Task details: Rewrite the entries from the first line through the line containing "x=232, y=156", changing "green tree" to "leafy tree" and leaving everything else as it stands.

-- start of Record excerpts --

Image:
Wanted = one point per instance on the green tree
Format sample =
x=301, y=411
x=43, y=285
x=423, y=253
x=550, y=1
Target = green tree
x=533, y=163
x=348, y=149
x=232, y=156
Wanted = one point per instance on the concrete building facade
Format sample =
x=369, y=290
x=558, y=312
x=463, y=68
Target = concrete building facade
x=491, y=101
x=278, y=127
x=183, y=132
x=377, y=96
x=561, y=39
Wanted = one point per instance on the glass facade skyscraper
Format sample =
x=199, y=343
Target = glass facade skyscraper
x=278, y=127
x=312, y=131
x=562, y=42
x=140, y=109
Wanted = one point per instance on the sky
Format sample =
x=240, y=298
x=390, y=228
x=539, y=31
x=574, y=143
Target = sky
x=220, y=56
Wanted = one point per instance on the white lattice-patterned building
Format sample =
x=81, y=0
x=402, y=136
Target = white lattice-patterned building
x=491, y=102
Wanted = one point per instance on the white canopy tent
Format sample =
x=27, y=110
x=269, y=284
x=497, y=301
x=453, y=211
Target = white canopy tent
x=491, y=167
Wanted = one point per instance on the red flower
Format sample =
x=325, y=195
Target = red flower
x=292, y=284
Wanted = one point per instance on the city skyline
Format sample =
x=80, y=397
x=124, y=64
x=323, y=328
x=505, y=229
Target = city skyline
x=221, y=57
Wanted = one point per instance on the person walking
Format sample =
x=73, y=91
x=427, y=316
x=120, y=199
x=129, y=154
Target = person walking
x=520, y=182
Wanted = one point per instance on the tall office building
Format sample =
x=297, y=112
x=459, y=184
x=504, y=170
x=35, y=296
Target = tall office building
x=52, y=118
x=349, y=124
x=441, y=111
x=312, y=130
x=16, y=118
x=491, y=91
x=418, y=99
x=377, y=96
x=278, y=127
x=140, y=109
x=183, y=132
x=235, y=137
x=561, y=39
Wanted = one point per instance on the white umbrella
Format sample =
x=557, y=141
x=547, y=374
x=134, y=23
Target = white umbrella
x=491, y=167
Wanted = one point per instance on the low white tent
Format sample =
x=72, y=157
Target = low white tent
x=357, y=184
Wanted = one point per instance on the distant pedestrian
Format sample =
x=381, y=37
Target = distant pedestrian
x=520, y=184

-- end of Record excerpts --

Response to the task:
Image:
Wanted = one point per instance on the leafy tree
Format sample =
x=301, y=411
x=43, y=285
x=423, y=253
x=550, y=1
Target = leafy tree
x=533, y=163
x=348, y=149
x=232, y=156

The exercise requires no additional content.